Written exercise A => Repeat, word for word, the part of the list of gripes starting with "Independence. You probably" and going on through "they like it.".
Written exercise B => Carry on with the list of gripes and wishes from the point where it stops.

BBC Question Time. Any TV programme that deliberately scrapes up people with bizarre and extreme views and implants them in their panels and audiences in the name of “balance” does not deserve to be considered a serious current affairs show. My wish is that it should either be put to sleep or rebranded as reality TV and shown at 2am.

Phone speakers. As with all technology, it’s not so much the machines, but the people who use them who deserve to be cursed. I’m thinking of those who sit on a beach watching a Chinese action movie, or in a train listening to a video on make-up, or in an airport lounge watching a Montenegrin soap opera. Do they think we’re all interested in this omnidirectional noise? At least my wife, when she’s talking to call centres, has the courtesy to retreat to another room. My wish is that they accidentally expel their devices from their back pockets down the toilet, or drop them from an extremely tall building.

Central heating controls. Why does it take an hour of farting around plus an intelligence to match Einstein’s to figure out how to change the timing on a central heating control panel? Surely the manufacturer knows that the first thing you do with the instruction leaflet is put it in a safe place and lose it. My wish is that the designers of these things be sentenced to spending a month putting together IKEA flat-packs using only Burmese instructions for assistance.

Demagogues. Yes, I’m talking about you, Donald Trump, Nigel Farage, Boris Johnson and all the other jerks who lie, cheat and rabble-rouse their way to power. My wish is that you are locked up in a convent ran by sadistic nuns who make you write in an exercise book “I shall not lie to the people” at least 800 times a day until you’re confined to the sanatorium with writers’ cramp.

White goods manufacturers. These are the makers of microwaves, fridges, dishwashers and washing machines who sell you shiny bright stuff for very little money, knowing that their machines will break down irreparably within three years (unless they catch fire in the meantime) and that you will have to buy another one, after clogging up the waste recycling centre with useless tin boxes. They’re quite capable of designing stuff that lasts decades, but that’s not profitable apparently. My wish is that the directors of these companies are made to wash their clothes with mangles for eternity.

Independence. You probably know who I’m talking about without my having to write it down. Believers in the cult of independence, who live with the fantasy that one country can be independent of another, that any economy can exist without reference to another, and that people can exist without other people. My wish for them is that they self-isolate on a remote island for a year, with only the Devotions Upon Emergent Occasions by John Donne for company, and see how they like it.

Car error messages. Those little lines of text on your dashboard that tell you that you have a problem, ranging to annoying to potentially catastrophic. Again, it’s not the messages, but the reality that you can’t fix the problem on your own, which you might have done 50 years ago, and you need to take your car in to some ludicrously expensive garage and are told that you need an even more ludicrously expensive part. I wish that those who design these cars be sent on work detail to Cuba, where they will spend the next five years fixing 1955 Studebaker saloons. And fabricating the parts themselves.

Supplied data =>
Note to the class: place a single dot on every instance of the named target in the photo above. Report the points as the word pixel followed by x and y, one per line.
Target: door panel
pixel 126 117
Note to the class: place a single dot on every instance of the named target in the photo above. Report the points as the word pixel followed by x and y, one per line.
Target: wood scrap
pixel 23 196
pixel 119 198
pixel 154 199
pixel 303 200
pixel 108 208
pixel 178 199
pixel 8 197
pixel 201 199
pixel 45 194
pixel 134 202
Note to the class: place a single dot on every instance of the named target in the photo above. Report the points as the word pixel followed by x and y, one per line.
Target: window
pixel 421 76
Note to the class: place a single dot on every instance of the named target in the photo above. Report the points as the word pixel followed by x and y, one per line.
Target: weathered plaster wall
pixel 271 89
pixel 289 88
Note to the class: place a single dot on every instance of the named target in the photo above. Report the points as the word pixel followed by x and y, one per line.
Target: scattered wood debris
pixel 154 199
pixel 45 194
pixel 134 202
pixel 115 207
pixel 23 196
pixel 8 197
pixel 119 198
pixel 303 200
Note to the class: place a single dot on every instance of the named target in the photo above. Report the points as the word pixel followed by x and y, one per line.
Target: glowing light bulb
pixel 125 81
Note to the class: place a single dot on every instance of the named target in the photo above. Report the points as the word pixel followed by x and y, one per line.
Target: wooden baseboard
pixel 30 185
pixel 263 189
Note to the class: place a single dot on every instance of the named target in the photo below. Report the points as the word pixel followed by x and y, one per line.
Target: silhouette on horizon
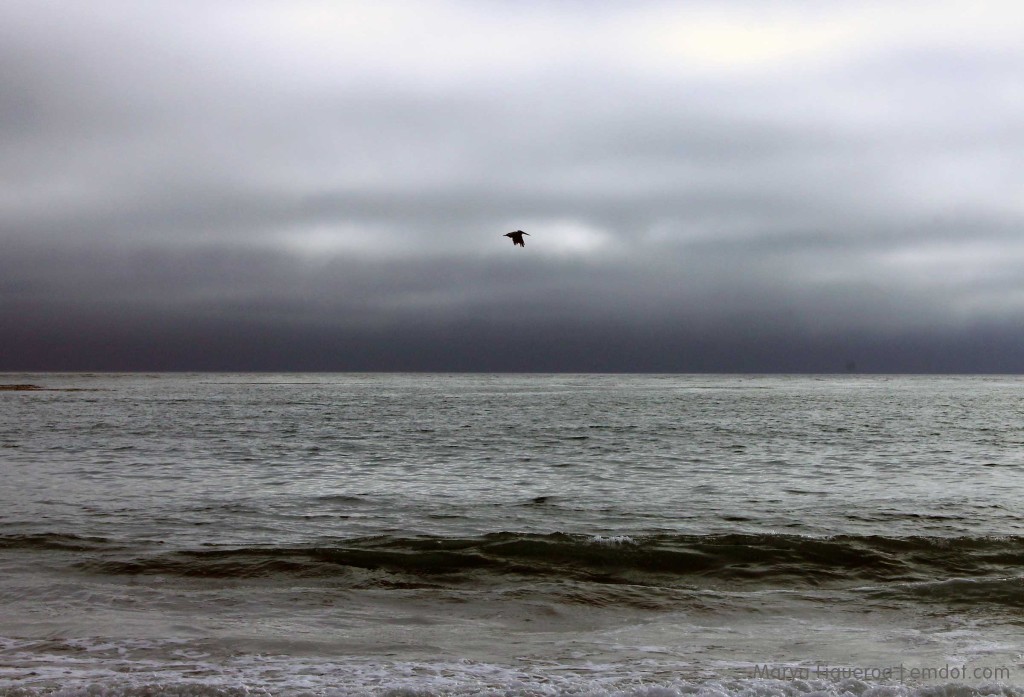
pixel 516 237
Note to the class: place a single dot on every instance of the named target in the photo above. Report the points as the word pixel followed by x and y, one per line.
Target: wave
pixel 407 682
pixel 666 560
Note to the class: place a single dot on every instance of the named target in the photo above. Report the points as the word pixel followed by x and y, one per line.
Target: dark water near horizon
pixel 427 534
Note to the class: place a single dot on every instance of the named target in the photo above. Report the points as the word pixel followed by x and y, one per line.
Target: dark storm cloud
pixel 321 186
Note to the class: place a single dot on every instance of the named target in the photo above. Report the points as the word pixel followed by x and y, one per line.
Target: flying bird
pixel 516 237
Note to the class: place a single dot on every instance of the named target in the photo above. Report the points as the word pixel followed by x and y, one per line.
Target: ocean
pixel 511 534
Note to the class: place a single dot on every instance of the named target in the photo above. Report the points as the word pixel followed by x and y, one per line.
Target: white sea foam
pixel 612 539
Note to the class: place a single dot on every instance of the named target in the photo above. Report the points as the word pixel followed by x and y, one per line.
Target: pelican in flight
pixel 516 237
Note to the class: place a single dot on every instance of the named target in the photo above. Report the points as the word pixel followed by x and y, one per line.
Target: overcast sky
pixel 708 185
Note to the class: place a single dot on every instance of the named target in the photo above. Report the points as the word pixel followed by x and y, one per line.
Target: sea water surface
pixel 435 534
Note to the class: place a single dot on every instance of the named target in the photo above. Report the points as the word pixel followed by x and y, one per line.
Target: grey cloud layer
pixel 174 168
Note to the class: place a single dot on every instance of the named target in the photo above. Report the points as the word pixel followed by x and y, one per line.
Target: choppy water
pixel 512 534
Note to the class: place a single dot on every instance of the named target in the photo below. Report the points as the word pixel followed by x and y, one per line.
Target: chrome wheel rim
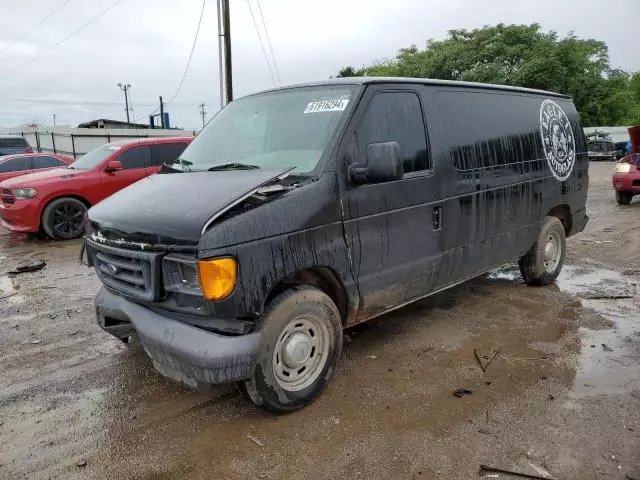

Final answer A =>
Independence. You probably know who I’m talking about without my having to write it down. Believers in the cult of independence, who live with the fantasy that one country can be independent of another, that any economy can exist without reference to another, and that people can exist without other people. My wish for them is that they self-isolate on a remote island for a year, with only the Devotions Upon Emergent Occasions by John Donne for company, and see how they like it.

Final answer B =>
Influencers. I admit that this curse is born out of pure jealousy. The idea that adolescents and millennials earn a fortune by showing pictures of themselves in Instagram, or prattling on in YouTube videos about clothes make-up and vegan dishes makes me curl up and want to die. Even worse, that cruel and exploitative parents turn their 5-year-olds into test-beds for toys, and earn twenty times more than people in proper jobs, like our hard-working, truth-telling, baby-producing prime minister, convinces me that society’s gone crazy. My wish for them is that their internet access is permanently restricted to the websites of their rival influencers, so that they can be eaten up with the same jealousy as mine.

Political rallies. I’m mainly thinking of Trump rallies, wherein thousands of people abandon every last ounce of critical faculty to luxuriate in a warm bath of groupthink. Not just Trump rallies, but any other form of entertainment in which peer pressure requires you to applaud, weep, boo or fart in response to a given cue. So I guess that includes comedy shows, football matches, riots and church services. My wish for British rally attendees is that they be required for three hours a week to listen to the Archbishop of Canterbury recite the shipping forecast, and applaud at each mention of a location and barometric pressure, as in Rockall, Dogger, German Bight and the like. As for the Trump supporters, they can go a place where the only food for eternity is chicken nuggets. Also known as hell.

And finally, squirrels. Grey ones to be specific. Or to be more precise, the little buggers who break into our loft and wake us up at three in the morning with their scratching, nesting, cable chewing, lovemaking or whatever else they do up there. Perhaps there’s no need to curse them, because we’ve recently installed high-frequently zappers that have the same effect on them as Black Sabbath on Jehovah’s Witnesses. But should they return, my wish for them is that after she’s fired from her current job, Priti Patel agrees to take up residence in our loft, equipped with a loudspeaker, a cattle prod and an arsenal of squirrelese swear words in order to create an appropriate hostile environment. If she’s not available, Dominic Cummings will do.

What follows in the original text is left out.